» PROBLEM TO WORK ON: Copy each of the entries below word for word, keeping every line and character unchanged.

■ ■ ■ ■

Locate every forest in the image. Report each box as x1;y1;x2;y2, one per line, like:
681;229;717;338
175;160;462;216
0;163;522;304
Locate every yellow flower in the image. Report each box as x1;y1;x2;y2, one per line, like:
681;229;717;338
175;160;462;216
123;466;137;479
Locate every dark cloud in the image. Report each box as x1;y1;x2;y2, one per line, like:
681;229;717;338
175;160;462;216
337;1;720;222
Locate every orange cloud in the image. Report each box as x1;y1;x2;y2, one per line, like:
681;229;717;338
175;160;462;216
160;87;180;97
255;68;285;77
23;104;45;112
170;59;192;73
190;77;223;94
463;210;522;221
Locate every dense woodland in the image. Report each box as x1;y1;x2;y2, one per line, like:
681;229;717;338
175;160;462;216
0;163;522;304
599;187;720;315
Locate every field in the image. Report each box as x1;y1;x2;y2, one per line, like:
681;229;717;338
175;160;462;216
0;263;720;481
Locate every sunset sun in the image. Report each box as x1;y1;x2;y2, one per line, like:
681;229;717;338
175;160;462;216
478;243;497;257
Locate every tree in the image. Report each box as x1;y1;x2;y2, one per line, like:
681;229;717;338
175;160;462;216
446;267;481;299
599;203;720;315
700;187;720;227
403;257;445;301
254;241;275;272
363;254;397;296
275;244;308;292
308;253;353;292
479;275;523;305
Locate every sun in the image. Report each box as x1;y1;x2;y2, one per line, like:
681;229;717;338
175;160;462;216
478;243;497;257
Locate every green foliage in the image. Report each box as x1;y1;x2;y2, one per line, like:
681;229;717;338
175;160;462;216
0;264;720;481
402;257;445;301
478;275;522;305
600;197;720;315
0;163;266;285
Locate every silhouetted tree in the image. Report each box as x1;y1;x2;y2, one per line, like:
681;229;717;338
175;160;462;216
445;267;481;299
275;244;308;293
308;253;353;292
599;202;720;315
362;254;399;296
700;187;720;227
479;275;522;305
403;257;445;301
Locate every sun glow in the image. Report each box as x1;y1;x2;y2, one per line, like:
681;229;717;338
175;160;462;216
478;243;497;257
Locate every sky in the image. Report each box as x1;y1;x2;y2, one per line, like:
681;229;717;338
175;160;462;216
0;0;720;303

■ ■ ■ ■

» ANSWER TO THIS TASK:
Locate every forest in the image. Report each box as x1;y1;x2;y2, one per line, like:
681;229;717;338
175;160;462;216
0;163;522;304
Locate every yellow flower in the image. Report each box as x1;y1;x2;y2, one per line, like:
681;229;717;338
175;160;462;216
123;466;137;479
Locate every dark cloud in the image. Report each box as x1;y1;x2;y2, one per line, like:
681;229;717;338
175;160;462;216
337;1;720;222
Locate every orange cloud in the image. Report each box as x1;y1;x2;y2, one per line, like:
681;229;717;338
175;160;462;216
160;87;180;97
255;68;285;77
23;104;45;112
170;59;192;73
190;77;223;94
463;210;522;221
Locate every dense woodland in the image. Report each box as x1;y1;x2;y2, one per line, like:
681;229;717;338
175;160;462;216
0;163;522;304
599;187;720;315
Locate every field in the image. Report each box as x1;y1;x2;y2, one per line, like:
681;229;717;338
175;160;462;216
0;263;720;481
Locate every sunset sun in the image. Report each box as x1;y1;x2;y2, one per line, like:
681;229;717;338
175;160;462;216
478;243;497;257
Locate every tree in the image. Report each box as x1;y1;x2;y2, one per line, like:
681;229;717;338
175;160;462;216
446;267;481;299
599;203;720;315
700;187;720;227
403;257;445;301
254;241;275;272
363;254;397;296
275;244;308;292
308;253;353;292
479;275;523;305
Locate every sun in the image. Report each box as x1;y1;x2;y2, one per line, like:
681;229;717;338
175;160;462;216
478;243;497;257
Locate every green foliage in the image. Report each box as x1;y1;x2;y2, one per line, like:
681;229;717;338
175;160;462;216
0;264;720;481
402;257;445;301
478;275;522;305
600;197;720;315
0;163;266;285
Locate every silhouetted tree in the image. Report each box as x1;y1;x2;y2, one per line, like:
681;229;717;338
175;160;462;216
445;267;481;299
275;244;308;293
308;253;353;292
599;202;720;315
362;254;399;296
700;187;720;227
479;275;522;305
403;257;445;301
Locate every sun glow in the image. Report each box as x1;y1;x2;y2, one per line, like:
681;229;717;338
175;160;462;216
478;243;497;257
Locate every sky in the image. Report each box as x1;y1;x2;y2, one per line, like:
681;229;717;338
175;160;462;216
0;0;720;303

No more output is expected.